• **Your objective**
The records that follow are to be transcribed in full, without their images.

:: Input material

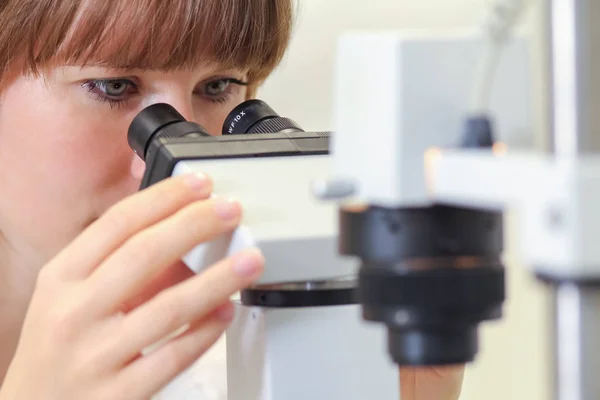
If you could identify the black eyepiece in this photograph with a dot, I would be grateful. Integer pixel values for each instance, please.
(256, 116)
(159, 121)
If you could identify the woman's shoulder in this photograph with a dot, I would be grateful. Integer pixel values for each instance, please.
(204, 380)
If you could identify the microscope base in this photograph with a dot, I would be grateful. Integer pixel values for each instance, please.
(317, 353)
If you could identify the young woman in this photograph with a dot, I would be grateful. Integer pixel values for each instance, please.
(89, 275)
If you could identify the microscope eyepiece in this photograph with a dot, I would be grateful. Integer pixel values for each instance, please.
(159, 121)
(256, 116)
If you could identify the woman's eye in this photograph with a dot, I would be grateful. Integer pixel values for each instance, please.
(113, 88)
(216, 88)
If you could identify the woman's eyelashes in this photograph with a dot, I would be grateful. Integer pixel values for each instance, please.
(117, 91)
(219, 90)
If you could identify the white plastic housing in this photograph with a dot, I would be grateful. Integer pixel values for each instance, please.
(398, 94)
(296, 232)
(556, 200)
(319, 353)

::::

• **Written solution**
If you could identify the black eyepiece in this photograph with a dot, I would be grateful. Integer pixel values for each instance, please.
(256, 116)
(159, 121)
If you could identify the woman's shoulder in this photograph with a dot, I would be grateful. Integer pixel values for each instance, please.
(204, 380)
If you could identify the microscope base in this photograph with a dot, I would be grateful. Integer pixel values for each instance, please.
(317, 353)
If you could identify the young woman in this photograph with a dot, I would be grateful. Integer pixel values for each instance, please.
(89, 275)
If you could identify the microscope eyepiece in this photograph with a dot, I would be grateful. Integer pixel values for each instance, please.
(159, 121)
(256, 116)
If you could identify the woman's eye in this photograph with a dot, I would be grateful. Integer pixel values for each instance, please.
(113, 88)
(216, 88)
If you could identify the woman's eyelashes in this photograph with a dot, I would be grateful. Integer pixel values for each instance, please.
(117, 91)
(219, 90)
If you could identify the white plastic housing in this photograph with a dot, I would be grateful. Integer pixel values for each instance, please.
(398, 94)
(296, 232)
(556, 200)
(319, 353)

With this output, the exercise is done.